- [AIM]: Please put the material, starting with its first line and going on through the line that contains "point(227, 254)", into a Markdown table with two columns, Row and Line, giving each line a row number. Include that last line, leave out blank lines, and omit the pictures.

************

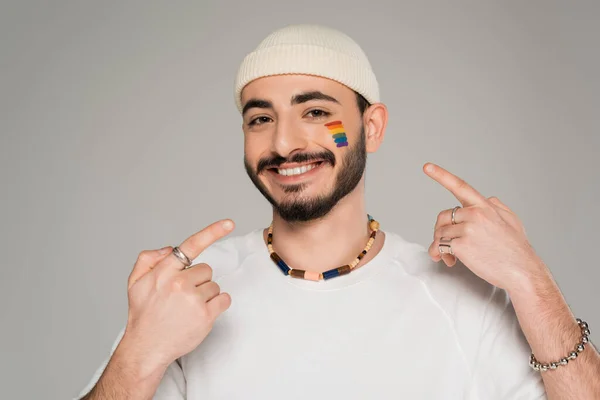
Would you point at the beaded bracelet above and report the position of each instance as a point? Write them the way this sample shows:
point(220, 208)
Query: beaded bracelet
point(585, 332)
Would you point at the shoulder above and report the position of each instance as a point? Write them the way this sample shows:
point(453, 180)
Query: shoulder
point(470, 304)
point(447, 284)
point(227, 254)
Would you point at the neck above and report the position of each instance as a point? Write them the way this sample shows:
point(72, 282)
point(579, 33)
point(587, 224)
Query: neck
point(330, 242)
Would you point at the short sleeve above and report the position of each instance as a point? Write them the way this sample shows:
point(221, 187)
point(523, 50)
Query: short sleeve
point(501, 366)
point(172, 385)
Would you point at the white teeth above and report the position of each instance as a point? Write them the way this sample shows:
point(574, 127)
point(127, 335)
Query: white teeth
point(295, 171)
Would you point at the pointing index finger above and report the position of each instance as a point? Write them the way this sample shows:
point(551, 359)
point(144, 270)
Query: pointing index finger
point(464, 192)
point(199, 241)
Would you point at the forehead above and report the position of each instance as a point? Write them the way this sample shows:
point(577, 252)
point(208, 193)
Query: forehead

************

- [EXPECTED OUTPUT]:
| Row | Line |
|---|---|
| 1 | Would you point at the beaded bracelet above and report the position of each instance as a point? Write them the way this sample shows: |
| 2 | point(220, 208) |
| 3 | Query: beaded bracelet |
| 4 | point(585, 332) |
| 5 | Would you point at the shoulder above and report the position of each instance as a point? Write them the way this sample shows: |
| 6 | point(453, 180) |
| 7 | Query: shoulder |
| 8 | point(470, 304) |
| 9 | point(447, 284) |
| 10 | point(227, 254) |